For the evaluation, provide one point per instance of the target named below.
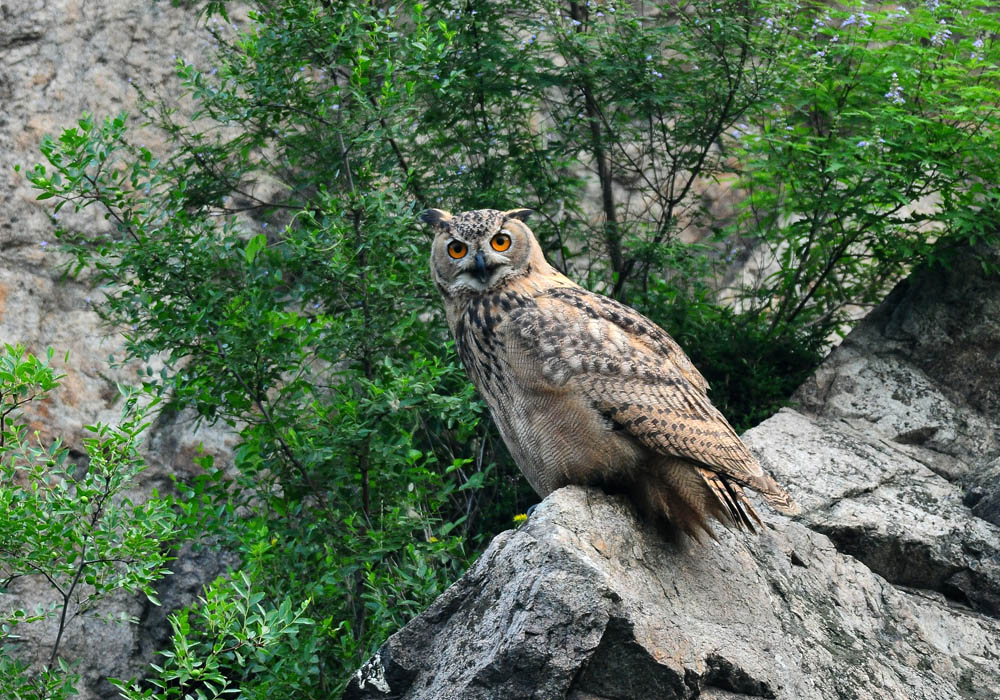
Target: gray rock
(585, 602)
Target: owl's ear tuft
(519, 214)
(437, 218)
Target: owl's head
(478, 251)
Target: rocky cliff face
(58, 59)
(887, 585)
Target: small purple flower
(895, 94)
(942, 35)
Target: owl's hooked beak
(481, 271)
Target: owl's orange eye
(500, 242)
(457, 249)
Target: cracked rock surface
(887, 585)
(585, 603)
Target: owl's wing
(637, 377)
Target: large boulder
(886, 586)
(584, 602)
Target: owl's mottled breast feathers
(583, 388)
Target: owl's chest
(554, 434)
(479, 338)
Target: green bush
(70, 526)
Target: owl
(585, 390)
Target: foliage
(269, 254)
(233, 634)
(882, 153)
(70, 525)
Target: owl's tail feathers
(775, 496)
(684, 496)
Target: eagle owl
(583, 389)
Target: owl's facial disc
(481, 270)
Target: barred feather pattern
(584, 389)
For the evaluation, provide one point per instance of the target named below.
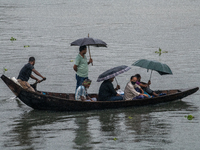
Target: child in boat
(145, 86)
(81, 92)
(130, 92)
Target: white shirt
(130, 92)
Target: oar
(150, 75)
(35, 84)
(89, 50)
(116, 81)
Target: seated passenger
(130, 92)
(107, 91)
(145, 86)
(81, 91)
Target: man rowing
(26, 72)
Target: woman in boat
(145, 86)
(81, 91)
(130, 92)
(107, 91)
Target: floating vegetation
(189, 117)
(13, 39)
(4, 70)
(130, 117)
(159, 52)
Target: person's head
(138, 77)
(111, 79)
(86, 83)
(133, 79)
(32, 61)
(83, 49)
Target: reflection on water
(131, 125)
(82, 135)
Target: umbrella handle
(90, 53)
(116, 81)
(89, 50)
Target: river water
(133, 30)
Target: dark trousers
(79, 80)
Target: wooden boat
(42, 100)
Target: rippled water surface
(133, 30)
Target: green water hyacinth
(13, 39)
(159, 52)
(130, 117)
(189, 117)
(4, 70)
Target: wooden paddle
(34, 85)
(89, 50)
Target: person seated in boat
(107, 91)
(81, 91)
(130, 92)
(145, 86)
(26, 72)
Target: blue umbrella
(161, 68)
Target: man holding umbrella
(81, 66)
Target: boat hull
(66, 102)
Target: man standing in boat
(81, 66)
(26, 72)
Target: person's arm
(144, 95)
(75, 68)
(37, 73)
(117, 87)
(143, 85)
(33, 77)
(110, 86)
(90, 61)
(82, 98)
(90, 99)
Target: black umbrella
(89, 42)
(113, 72)
(162, 69)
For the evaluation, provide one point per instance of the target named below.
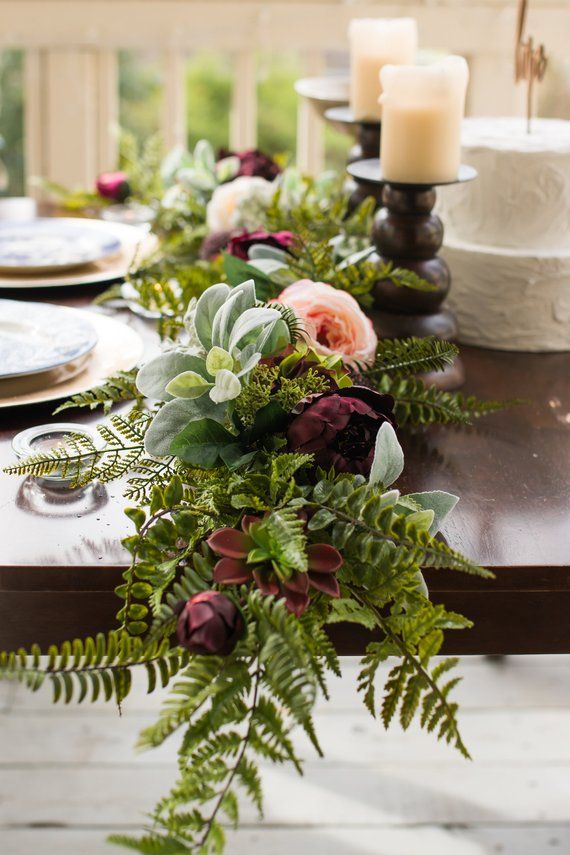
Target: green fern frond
(117, 388)
(418, 404)
(82, 461)
(411, 356)
(100, 666)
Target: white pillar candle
(374, 43)
(422, 111)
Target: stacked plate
(49, 352)
(55, 252)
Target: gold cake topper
(530, 61)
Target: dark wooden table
(60, 559)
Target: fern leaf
(117, 388)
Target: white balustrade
(71, 81)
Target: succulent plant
(198, 170)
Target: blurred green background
(208, 83)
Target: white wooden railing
(71, 77)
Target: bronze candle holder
(366, 147)
(407, 233)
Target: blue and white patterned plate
(49, 245)
(36, 337)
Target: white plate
(135, 242)
(119, 348)
(52, 245)
(37, 337)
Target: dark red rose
(209, 624)
(339, 427)
(233, 568)
(113, 185)
(240, 244)
(213, 244)
(253, 162)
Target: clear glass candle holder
(45, 438)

==================================================

WHAT YOU HAVE TO DO: Copy the lines starting at the line that contains "Target: dark trousers" and running to the final line of the entries, inclusive; omit all pictures.

FULL RESPONSE:
Target: dark trousers
(79, 80)
Target: wooden boat
(42, 100)
Target: rippled water surface
(133, 30)
Target: green water hyacinth
(13, 39)
(159, 52)
(130, 117)
(189, 117)
(4, 70)
Target: wooden paddle
(34, 85)
(89, 50)
Target: person seated in boat
(107, 91)
(81, 91)
(130, 92)
(145, 86)
(26, 72)
Target: blue umbrella
(161, 68)
Target: man holding umbrella
(81, 66)
Target: boat hull
(66, 102)
Target: man standing in boat
(81, 66)
(26, 72)
Target: person's arm
(144, 95)
(75, 68)
(37, 73)
(117, 87)
(143, 85)
(33, 77)
(110, 86)
(90, 61)
(82, 98)
(90, 99)
Target: black umbrella
(89, 42)
(113, 72)
(162, 69)
For the evaluation, provide one point per instance of the target named below.
Target: green fern frond
(117, 388)
(418, 404)
(82, 461)
(411, 356)
(100, 666)
Target: white pillar candle
(374, 43)
(422, 111)
Target: stacked plate
(49, 352)
(55, 252)
Target: gold cake topper
(530, 61)
Target: dark wooden table
(60, 559)
Target: fern leaf
(117, 388)
Target: white balustrade
(71, 81)
Target: succulent plant
(198, 170)
Target: blurred green background
(208, 83)
Target: white wooden railing
(71, 77)
Target: bronze candle holder
(366, 147)
(407, 233)
Target: blue and white patterned plate
(49, 245)
(36, 337)
Target: white plate
(135, 242)
(119, 348)
(52, 245)
(37, 337)
Target: dark red rose
(209, 624)
(339, 427)
(233, 568)
(113, 185)
(240, 244)
(213, 244)
(253, 162)
Target: clear glass candle holder
(45, 438)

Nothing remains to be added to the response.